Please repeat the rows word for word, starting with the line that contains "Would you be willing to mark the background mushroom cap" and going on through the last of the rows.

[START OF Entries supplied]

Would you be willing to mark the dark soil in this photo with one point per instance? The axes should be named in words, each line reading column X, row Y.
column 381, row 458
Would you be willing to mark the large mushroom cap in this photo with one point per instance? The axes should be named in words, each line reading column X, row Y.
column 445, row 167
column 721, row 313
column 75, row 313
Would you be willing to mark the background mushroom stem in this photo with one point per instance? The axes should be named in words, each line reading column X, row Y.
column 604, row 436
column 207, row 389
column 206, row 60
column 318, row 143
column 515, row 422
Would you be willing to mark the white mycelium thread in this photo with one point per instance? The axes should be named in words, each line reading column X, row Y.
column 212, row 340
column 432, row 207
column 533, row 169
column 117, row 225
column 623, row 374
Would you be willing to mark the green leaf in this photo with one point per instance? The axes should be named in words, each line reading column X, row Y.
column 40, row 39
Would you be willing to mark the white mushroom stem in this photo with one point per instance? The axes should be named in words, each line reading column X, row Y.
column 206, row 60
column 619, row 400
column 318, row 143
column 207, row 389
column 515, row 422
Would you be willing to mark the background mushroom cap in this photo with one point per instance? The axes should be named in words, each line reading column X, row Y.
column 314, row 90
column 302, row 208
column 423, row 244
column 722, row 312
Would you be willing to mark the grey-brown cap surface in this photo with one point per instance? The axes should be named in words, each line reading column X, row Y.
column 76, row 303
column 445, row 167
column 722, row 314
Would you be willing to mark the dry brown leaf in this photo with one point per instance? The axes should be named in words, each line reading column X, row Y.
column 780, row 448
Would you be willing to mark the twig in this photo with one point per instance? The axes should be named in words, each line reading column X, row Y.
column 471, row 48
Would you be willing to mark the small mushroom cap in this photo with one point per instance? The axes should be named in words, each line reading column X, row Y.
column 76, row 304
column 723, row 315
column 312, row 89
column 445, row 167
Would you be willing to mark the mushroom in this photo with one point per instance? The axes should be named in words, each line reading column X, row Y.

[END OF Entries supplied]

**Answer to the exercise:**
Would you be willing to mark the background mushroom cap in this photo with one point per instance? The axes should be named in words, each line reading column X, row Y.
column 314, row 90
column 302, row 208
column 423, row 244
column 722, row 312
Would you be willing to mark the grey-brown cap surface in this photo with one point per instance? The axes should be named in words, each line reading column X, row Y.
column 76, row 303
column 445, row 167
column 722, row 314
Would you be willing to mark the dry brown leaf in this photo with one point per instance? The axes should be named in words, each line reading column X, row Y.
column 780, row 448
Would you be willing to mark the twig in this photo with one point per instance? The axes should be named in words, each line reading column X, row Y.
column 471, row 48
Would you be willing to mark the small mushroom cap in this photo with one point per instance? The axes should be named in words, each line reading column X, row Y.
column 76, row 304
column 723, row 315
column 312, row 89
column 445, row 167
Would you be willing to mark the mushroom in this photo with one point per instance? The axes should be named in words, each line reading column X, row Y.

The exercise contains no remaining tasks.